2017年に読んだ本まとめ

Keisuke Okumura | 奥村圭祐
12 min readDec 31, 2017

--

年間100冊読破を目指してはいたものの, やっぱり難しい… 去年と同程度なので, このくらいが自分のペースなのかなぁとか. ただ, 自分がどんな本を選んでどんな本を好きになったかはその年をよく表すと信じています. というわけで読んだ本を感想付きで紹介!

1. 戦争論 レクラム版 / カールフォン クラウゼヴィッツ #購入

年の初めは戦争論. どうしてこの本を読んでいたかというと, 組織論の片鱗に触れたかったのと, 戦争という学問をゼロから作り上げたクラウゼヴィッツの感覚を知りたかったから. 彼の死後, 奥さんが発刊しているという事実も好きだったり.

2. アンドロイドは電気羊の夢を見るか? / フィリップ・K・ディック

有名な SF. ブレードランナーの原作でもあったりします. 内容は全然違うけど. フィリップ・K・ディックが創り出す世界観は物語が進行するにつれてどんどん歪んでいく気がする.

3. ミラーニューロンの発見―「物まね細胞」が明かす驚きの脳科学 / マルコ イアコボーニ

ミラーニューロンって神経科学の文脈を超えて有名なワードだけど, 実際どんなものなの?って気になって手に取った本. 発見した時の興奮はすごかったんだろうな.
-- -- --
課題内容: 上にある、2017年に読んだ本を紹介する記事を、最後の文のあとから書き継いでください。

保存済みの項目:
-- -- --
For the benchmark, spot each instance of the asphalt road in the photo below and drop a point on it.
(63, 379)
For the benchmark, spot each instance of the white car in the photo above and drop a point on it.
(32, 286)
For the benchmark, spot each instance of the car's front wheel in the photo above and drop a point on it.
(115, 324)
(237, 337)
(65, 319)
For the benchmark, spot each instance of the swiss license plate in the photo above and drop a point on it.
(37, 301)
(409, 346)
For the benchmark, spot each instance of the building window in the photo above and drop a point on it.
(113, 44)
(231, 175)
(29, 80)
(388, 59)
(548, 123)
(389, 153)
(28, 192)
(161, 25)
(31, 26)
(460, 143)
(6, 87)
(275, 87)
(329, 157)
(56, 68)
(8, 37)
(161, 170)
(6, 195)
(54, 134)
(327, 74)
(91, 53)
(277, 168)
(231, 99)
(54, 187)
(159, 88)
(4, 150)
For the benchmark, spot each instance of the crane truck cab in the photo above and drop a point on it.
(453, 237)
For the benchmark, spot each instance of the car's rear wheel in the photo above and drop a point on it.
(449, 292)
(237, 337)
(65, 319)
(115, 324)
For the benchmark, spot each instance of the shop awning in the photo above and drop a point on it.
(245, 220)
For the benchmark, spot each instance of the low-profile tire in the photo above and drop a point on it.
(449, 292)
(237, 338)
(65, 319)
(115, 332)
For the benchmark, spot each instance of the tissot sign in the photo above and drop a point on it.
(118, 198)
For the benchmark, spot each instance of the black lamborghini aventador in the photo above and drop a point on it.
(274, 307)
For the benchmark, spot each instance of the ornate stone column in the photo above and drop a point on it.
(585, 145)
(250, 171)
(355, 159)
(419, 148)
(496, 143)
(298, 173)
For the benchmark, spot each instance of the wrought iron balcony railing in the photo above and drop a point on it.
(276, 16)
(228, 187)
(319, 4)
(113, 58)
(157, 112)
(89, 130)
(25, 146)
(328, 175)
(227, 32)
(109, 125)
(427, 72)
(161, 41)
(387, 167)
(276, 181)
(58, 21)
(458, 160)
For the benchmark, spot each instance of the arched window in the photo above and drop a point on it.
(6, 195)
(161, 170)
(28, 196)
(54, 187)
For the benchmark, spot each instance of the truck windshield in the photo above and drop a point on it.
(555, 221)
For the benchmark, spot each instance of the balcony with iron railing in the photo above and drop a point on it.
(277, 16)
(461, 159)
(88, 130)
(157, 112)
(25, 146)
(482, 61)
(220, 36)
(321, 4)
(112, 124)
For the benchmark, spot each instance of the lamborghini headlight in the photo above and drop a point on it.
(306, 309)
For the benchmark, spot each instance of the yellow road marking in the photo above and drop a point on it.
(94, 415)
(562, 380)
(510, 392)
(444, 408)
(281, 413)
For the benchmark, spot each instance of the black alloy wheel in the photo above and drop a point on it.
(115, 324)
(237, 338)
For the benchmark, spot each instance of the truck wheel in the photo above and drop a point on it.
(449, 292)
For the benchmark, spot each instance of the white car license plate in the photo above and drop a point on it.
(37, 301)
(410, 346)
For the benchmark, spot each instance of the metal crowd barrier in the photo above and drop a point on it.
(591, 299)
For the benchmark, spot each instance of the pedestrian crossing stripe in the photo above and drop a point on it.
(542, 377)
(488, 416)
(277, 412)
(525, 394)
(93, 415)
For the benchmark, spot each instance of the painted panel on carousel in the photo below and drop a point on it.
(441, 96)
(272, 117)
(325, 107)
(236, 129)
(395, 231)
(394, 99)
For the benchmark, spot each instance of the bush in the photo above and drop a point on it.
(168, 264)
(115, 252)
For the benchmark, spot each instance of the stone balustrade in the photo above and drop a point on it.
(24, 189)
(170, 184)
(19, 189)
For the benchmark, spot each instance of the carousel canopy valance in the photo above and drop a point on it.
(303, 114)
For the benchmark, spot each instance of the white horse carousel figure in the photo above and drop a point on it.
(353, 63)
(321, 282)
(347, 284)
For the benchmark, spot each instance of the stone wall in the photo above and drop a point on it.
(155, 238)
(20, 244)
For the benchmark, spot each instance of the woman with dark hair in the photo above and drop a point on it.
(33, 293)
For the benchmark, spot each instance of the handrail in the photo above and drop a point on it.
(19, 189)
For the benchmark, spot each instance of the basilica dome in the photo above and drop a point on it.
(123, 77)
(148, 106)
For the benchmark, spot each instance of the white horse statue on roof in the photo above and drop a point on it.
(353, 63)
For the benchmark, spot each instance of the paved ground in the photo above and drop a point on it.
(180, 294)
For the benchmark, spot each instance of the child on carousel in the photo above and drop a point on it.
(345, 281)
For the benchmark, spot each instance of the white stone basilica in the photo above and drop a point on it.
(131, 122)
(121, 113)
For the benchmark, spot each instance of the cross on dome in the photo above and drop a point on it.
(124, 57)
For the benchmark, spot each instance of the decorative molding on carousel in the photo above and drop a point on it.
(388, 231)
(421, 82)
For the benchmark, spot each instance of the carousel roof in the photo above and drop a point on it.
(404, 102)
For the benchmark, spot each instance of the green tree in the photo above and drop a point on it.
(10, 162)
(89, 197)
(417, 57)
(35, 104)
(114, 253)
-- -- --
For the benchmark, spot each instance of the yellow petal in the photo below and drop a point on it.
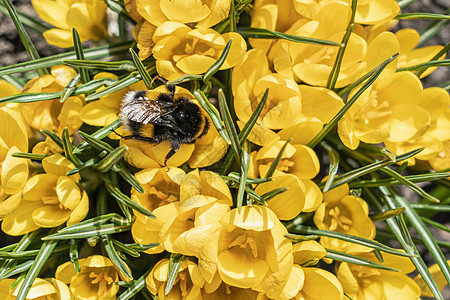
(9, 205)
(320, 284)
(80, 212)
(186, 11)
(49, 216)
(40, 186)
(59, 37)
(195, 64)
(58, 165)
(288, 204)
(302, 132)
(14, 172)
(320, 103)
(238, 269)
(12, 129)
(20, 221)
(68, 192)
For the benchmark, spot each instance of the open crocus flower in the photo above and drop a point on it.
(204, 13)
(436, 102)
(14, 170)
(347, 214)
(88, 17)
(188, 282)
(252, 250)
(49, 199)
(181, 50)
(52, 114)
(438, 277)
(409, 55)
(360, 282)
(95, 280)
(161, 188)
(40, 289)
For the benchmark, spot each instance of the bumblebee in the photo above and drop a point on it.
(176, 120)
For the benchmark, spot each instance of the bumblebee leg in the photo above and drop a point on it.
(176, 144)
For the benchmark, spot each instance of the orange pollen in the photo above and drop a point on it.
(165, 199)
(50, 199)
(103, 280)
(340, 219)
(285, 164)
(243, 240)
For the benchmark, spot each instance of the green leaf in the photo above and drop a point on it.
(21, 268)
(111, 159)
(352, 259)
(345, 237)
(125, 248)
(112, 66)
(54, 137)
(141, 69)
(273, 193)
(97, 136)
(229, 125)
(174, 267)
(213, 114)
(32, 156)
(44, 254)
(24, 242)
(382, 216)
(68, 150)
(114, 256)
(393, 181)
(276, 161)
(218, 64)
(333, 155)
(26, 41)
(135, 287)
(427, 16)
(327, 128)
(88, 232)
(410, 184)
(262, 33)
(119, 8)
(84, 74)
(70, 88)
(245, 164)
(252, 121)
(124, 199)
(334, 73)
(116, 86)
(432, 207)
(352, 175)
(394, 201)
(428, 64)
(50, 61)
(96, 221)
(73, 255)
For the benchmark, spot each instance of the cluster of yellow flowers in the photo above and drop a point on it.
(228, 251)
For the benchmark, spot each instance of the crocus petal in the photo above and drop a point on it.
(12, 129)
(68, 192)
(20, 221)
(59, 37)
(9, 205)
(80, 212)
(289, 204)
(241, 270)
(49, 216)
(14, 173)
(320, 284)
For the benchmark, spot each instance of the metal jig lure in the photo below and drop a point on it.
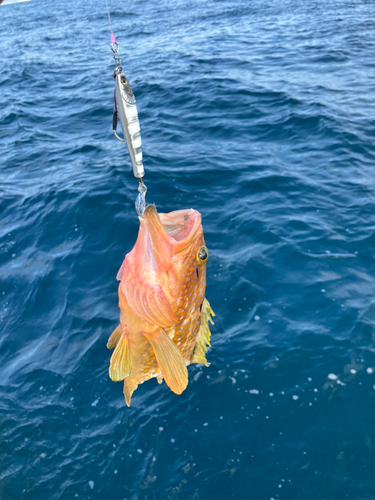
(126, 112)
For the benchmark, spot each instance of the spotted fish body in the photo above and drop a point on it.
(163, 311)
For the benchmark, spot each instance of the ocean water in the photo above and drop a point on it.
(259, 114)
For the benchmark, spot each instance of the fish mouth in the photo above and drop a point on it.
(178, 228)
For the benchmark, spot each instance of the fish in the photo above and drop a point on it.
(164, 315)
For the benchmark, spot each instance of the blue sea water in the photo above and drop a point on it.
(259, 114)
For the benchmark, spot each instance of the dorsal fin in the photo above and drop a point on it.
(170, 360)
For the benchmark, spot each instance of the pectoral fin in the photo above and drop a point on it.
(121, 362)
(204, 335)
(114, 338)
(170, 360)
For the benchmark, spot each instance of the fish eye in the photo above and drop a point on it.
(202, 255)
-- -- --
記述回答:
4. インターネットの思想史 / 喜多 千草

この本おすすめ. 博論の前半部分をベースに書かれた, インターネットがどうやって生まれたかの話. ARPANET が核戦争対策で生まれたっていうのは有名な “噂” だけど, 事実はもっと複雑.

5. ハーモニー / 伊藤 計劃

虐殺器官を書いた伊藤計劃の自作. ユートピアっぽいディストピアを描いていて, かなり好みでした. 残念ながら, 作者もう亡くなってしまっているんだよね.

6. 夏への扉 / ロバート・A. ハインライン

はい, 超有名なタイムパラドックス系SFです. 最後のどんでん返しが最高です. 大好きな物語の一つです. 言うことありません.

7. 幼年期の終わり / アーサー・C・クラーク

SF の古典です. 今年なんでこんなに SF を読んでいたかっていうと, 世界観の創り方の感覚を掴みたくて. 内容はかなり衝撃的. こういう “終わらせ方” もあるんだなっていう.

8. エクサスケールの少女 / さかき漣

電車の広告で見かけて読んでみた SF です. モデルは今話題のスパコンの人.あんまり面白くなかった.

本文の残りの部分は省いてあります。